Task goal: In the records that follow, locate every line with "rough" and extract it.

Data for review:
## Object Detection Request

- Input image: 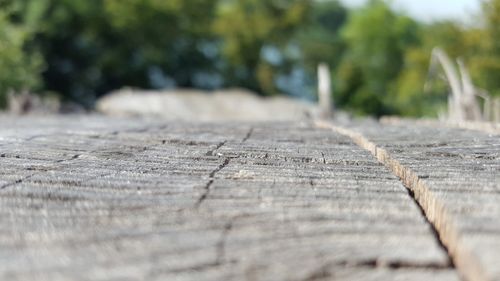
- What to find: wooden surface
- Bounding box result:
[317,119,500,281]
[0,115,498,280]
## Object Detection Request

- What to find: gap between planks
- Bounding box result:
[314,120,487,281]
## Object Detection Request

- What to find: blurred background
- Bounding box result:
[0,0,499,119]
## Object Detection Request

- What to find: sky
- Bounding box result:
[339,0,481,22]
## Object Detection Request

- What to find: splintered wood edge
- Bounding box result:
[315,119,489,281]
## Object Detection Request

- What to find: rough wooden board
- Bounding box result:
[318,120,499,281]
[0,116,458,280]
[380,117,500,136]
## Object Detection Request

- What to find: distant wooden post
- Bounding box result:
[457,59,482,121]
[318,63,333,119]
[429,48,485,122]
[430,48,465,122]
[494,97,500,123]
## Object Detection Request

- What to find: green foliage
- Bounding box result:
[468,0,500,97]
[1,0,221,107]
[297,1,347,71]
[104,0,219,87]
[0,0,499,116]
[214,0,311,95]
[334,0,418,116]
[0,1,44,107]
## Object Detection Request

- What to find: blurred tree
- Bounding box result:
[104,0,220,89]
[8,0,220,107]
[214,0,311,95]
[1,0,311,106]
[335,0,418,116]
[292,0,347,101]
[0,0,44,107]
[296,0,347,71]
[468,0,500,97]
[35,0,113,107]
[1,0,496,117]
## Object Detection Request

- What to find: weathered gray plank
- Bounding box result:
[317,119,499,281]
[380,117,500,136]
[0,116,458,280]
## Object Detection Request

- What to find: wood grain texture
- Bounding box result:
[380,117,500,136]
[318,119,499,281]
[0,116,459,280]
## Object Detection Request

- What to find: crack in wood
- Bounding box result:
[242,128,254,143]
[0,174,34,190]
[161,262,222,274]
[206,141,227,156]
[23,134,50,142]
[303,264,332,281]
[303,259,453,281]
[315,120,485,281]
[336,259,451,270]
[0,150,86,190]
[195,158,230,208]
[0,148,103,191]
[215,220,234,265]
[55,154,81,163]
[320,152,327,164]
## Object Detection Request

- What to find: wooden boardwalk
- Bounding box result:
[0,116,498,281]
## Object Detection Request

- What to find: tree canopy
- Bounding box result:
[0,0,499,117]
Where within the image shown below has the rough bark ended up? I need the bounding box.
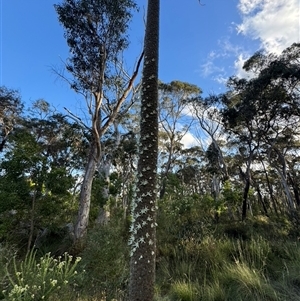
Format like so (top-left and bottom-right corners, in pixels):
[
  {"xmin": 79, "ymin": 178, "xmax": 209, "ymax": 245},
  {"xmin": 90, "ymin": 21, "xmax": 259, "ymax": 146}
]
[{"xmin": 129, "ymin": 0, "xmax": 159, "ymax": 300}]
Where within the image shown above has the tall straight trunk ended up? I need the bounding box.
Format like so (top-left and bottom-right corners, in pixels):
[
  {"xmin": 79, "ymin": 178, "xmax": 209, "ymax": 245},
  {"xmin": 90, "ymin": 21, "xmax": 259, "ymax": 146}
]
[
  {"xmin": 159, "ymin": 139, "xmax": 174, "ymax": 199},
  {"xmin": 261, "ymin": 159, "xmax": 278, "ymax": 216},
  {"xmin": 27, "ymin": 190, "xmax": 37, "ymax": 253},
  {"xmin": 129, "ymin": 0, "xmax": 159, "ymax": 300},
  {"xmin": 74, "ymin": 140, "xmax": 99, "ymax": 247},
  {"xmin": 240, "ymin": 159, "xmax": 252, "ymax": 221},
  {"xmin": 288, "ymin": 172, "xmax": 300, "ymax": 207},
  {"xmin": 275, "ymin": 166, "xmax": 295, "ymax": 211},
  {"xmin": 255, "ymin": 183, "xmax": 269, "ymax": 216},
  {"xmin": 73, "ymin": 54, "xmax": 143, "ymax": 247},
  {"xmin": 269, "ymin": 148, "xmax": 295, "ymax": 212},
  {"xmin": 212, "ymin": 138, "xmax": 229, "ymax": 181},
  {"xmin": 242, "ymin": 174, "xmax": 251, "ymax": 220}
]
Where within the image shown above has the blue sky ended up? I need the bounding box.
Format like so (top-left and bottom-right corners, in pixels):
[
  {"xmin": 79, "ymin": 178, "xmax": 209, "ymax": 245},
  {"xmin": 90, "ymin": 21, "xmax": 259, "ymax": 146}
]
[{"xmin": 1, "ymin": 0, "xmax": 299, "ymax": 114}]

Written answer:
- What to find: rough wooden board
Where within the image shown below has the rough bark ended up? I need the bounding box.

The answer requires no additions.